**Data**
○ ○ ○ ○

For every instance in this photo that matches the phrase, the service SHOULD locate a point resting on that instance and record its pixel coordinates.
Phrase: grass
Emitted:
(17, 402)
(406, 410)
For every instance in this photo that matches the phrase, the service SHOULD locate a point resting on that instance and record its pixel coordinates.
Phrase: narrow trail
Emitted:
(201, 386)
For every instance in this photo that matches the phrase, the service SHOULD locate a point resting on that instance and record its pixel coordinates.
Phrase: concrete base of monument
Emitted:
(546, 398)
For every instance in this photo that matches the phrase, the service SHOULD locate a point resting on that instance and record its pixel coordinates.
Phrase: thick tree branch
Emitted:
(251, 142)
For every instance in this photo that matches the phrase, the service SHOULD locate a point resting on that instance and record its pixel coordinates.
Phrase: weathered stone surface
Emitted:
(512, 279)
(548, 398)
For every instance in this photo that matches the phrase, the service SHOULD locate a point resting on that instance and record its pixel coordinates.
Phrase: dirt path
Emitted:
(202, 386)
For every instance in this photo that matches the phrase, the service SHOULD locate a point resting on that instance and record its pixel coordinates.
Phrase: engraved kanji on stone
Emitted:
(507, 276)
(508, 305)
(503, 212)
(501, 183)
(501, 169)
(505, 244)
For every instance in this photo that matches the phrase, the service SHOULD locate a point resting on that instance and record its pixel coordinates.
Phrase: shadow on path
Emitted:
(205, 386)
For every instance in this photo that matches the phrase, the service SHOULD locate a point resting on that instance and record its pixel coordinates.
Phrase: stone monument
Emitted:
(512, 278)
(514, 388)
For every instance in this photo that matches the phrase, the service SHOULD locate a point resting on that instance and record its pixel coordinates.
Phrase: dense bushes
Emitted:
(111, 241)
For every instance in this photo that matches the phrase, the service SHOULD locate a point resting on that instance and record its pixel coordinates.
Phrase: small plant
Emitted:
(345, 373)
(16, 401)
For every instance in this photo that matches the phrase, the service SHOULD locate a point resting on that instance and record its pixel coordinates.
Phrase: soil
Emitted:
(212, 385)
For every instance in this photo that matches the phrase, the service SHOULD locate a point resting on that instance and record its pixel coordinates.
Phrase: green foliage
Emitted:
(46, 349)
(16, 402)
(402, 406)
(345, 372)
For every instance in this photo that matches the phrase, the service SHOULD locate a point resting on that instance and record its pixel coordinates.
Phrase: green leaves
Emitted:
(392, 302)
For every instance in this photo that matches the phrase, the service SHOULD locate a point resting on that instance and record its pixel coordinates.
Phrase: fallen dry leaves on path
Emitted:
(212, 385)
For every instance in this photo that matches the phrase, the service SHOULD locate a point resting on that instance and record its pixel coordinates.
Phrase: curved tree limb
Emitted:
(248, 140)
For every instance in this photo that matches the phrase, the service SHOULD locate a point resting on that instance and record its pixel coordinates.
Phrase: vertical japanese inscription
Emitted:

○ ○ ○ ○

**Stated goal**
Please reproduce all of the entries exactly as they stand.

**Finished answer**
For every instance in this photo that matches the phrase, the service SHOULD locate a point resting on that instance and record its pixel coordinates.
Phrase: grass
Emitted:
(17, 402)
(406, 410)
For every instance in this photo that matches the phrase, the service SHOULD locate a point resting on that instance and record its pixel coordinates.
Phrase: narrow trail
Emitted:
(201, 386)
For every instance in this photo that matches the phrase, the service SHOULD locate a point resting on that instance and record its pixel coordinates.
Phrase: concrete base of monument
Emitted:
(546, 398)
For every instance in this photo that matches the phrase, the service SHOULD locate a point resting on that instance and record its pixel coordinates.
Phrase: thick tree branch
Emitted:
(251, 142)
For every instance in this photo that matches the phrase, the service SHOULD locate a point resting on that instance and record its pixel coordinates.
Phrase: weathered stone surface
Emitted:
(512, 279)
(548, 398)
For every instance in this photo that matches the phrase, the service SHOULD locate a point resting on that instance and record its pixel coordinates.
Phrase: dirt path
Emitted:
(202, 386)
For every instance in this photo that matches the phrase, the service SHOULD locate a point resting on that instance and record its pixel coordinates.
Phrase: engraved kanji on stone
Emitted:
(507, 276)
(508, 305)
(503, 212)
(501, 183)
(501, 169)
(505, 244)
For every instance in this photo that matches the phrase, the service SHOULD locate a point resting on that instance and record its pixel coordinates.
Phrase: shadow on path
Emitted:
(205, 386)
For every instance in this photo that matches the phrase, the service SHOULD locate a point resting on that instance and record its pixel coordinates.
Phrase: stone monument
Emitted:
(512, 278)
(514, 388)
For every instance in this photo that matches the phrase, the service SHOULD locate a point resting on that instance and record its pixel coordinates.
Phrase: dense bushes
Emitted:
(111, 241)
For every instance in this photo that matches the phrase, the service SHOULD locate a point resting on that instance and record its pixel coordinates.
Phrase: small plant
Emitted:
(345, 373)
(16, 401)
For every instance in this photo that matches the phrase, the service SHOULD locate a point resting on that instance and record its pixel coordinates.
Phrase: soil
Emitted:
(212, 385)
For every instance in this photo that matches the phrase, the service SHOULD locate a point resting on that instance and record its pixel coordinates.
Phrase: green foliage
Emitted:
(46, 349)
(16, 402)
(402, 406)
(345, 372)
For every instance in this photo that matches the phrase, the service SHOULD locate a point resting on that instance and record its pixel coordinates.
Phrase: green leaves
Emitted:
(392, 302)
For every instance in this photo that matches the phrase, the service SHOULD locate a point resting on that instance and record its pixel coordinates.
Phrase: fallen dry leaves on path
Emitted:
(212, 385)
For every instance in this photo that matches the phrase, the service SHOULD locate a point resting on that instance and record its pixel coordinates.
Phrase: curved tree limb
Emitted:
(248, 140)
For every instance in this photo that matches the phrase, the service SHOULD locate a point resting on that instance and record its pixel coordinates.
Phrase: vertical japanese inscription
Emitted:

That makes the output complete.